■ Text for analysis
──────

The Daily Press has launched a series of interviews with essential workers who are working bravely and diligently to keep the Santa Monica community functioning.

Jake Buryn is a community service officer in the Santa Monica Police Department, where he responds to and writes reports on crimes that are not in progress such as burglary, assault, car accidents, and domestic violence.

Jake worries about exposing his family to Covid through his work, but loves his job and using his social work background to support people in moments of crisis. He believes there is a need for police reform and thinks there should be more unarmed officers like him who are trained in social work.

What attracted you to this job?

I was looking to get out of Child Protective Services after spending five years there. I’ve always been a social worker at heart so it was hard for me to leave, but after my wife got pregnant and we were going to have our daughter I didn’t want to be involved in that work anymore. I don’t believe in carrying guns or putting people in handcuffs, so this was a position where I could respond to people when they’re having a crisis situation, but hopefully not have anybody shoot at me and not have to put people in jail.

How has your job changed due to COVID?

The biggest way our job changed is we try to do as many things over the phone as we can. We still have to go to car accidents and other types of crime reports in person, but the department provides N95 masks and we do everything we can to stay safe. It’s always been a dangerous job but during these COVID times it definitely feels even more dangerous.

Are you worried about exposure to COVID-19?

For me it’s a huge stressor and it’s an everyday stressor. I have a 10-year-old daughter and a wife and her parents live very close to us and we see them often. It’s something I’m highly worried about, but I still have to put food on my table. It’s interesting because at the department the people who are more liberal are much more concerned and cautious about Covid, and the people who are more conservative are not as concerned. I think the department is like our country as a whole: divided and falling on those political lines.

How did it feel working in the police department during the peaceful BLM protests and the looting Downtown?

There is a huge difference between peaceful protesters and violent criminals who loot. I think people have a right to protest and I think that it’s incredibly unfortunate that windows were smashed and property was stolen. I’m a believer in Black Lives Matter. I believe that diversity is what makes this country great and I wish we could embrace that instead of rejecting it.

──────

■ Recorded data
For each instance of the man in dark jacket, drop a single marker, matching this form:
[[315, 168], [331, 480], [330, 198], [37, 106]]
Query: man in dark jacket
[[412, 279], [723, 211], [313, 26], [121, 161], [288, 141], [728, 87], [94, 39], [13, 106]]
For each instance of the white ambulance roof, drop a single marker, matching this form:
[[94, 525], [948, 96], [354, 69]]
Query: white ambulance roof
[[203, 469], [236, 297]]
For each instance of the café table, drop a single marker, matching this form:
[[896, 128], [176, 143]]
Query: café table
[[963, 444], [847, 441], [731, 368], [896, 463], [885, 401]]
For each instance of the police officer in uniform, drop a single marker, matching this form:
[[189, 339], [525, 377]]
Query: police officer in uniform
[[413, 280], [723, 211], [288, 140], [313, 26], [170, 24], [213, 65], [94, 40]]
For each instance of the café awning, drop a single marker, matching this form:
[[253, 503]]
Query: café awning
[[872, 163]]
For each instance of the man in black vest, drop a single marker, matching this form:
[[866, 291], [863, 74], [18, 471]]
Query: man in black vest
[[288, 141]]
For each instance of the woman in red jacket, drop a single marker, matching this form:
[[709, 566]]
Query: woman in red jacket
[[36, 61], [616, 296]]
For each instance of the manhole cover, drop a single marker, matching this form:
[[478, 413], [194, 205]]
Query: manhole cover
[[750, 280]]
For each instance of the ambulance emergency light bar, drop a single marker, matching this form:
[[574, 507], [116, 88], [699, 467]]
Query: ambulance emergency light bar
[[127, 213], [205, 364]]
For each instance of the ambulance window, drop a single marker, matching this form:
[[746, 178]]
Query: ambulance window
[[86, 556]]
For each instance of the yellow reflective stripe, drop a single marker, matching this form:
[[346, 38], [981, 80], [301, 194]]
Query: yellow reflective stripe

──────

■ Required tasks
1: List every type of crime that the interview with Jake Buryn names as one he responds to and writes reports on.
2: Summarize the interview with Jake Buryn in two sentences.
3: Write the next part of the interview with Jake Buryn, picking up after his answer about the protests and looting Downtown.

■ Answers
1: burglary, assault, car accidents, domestic violence

2: Jake Buryn, a community service officer with the Santa Monica Police Department, responds to and writes reports on crimes that are not in progress, and he took the job after five years in Child Protective Services because he does not believe in carrying guns or putting people in handcuffs. He says COVID has moved as much of the work as possible to the phone and made the job feel even more dangerous, worries every day about exposing his family, and separates peaceful protesters from looters while saying he believes in Black Lives Matter.

3:
I don’t believe in defunding the police; I actually think that’s part of the problem. We don’t have enough resources to really tackle all of the issues that we’re facing. In my mind it’s about funding and about reforming. I think that police departments need to change and get back to the roots of what police work is supposed to be, which is serving the community.

Could you elaborate on how you would like to see funding change?

I think we need funding specifically for more people like myself and my salary is about half as much as a police officer. We need more people who have a social work background and who are in the field meeting with citizens and aren’t carrying a gun. One of the things that’s so exciting about having Chief Seabrooks return is that she has a vision towards that.

When you have an officer in a uniform who shows up to a situation with a gun on his belt it creates a certain environment. When I show up and I don’t have a gun or handcuffs, while that might put me in danger, it allows me the opportunity to create an environment where we can have a more of a social work therapeutic approach.

What is your favorite part of the job?

Without a doubt my favorite part of the job is showing up to a situation where somebody is having a top five worst day of their life and I get to come help. There is no better feeling than helping someone navigate that, trying to calm them down and give them the support they need while also getting the job done.

What do you love about Santa Monica or working in Santa Monica?

I love the diversity. I love that one minute I can be north of Montana interviewing somebody who’s a multimillionaire and ten minutes later I could be interviewing a transient. I love forcing myself to be flexible and deal with different people in different situations. I love working alongside the brave men and women of the Santa Monica Police Department.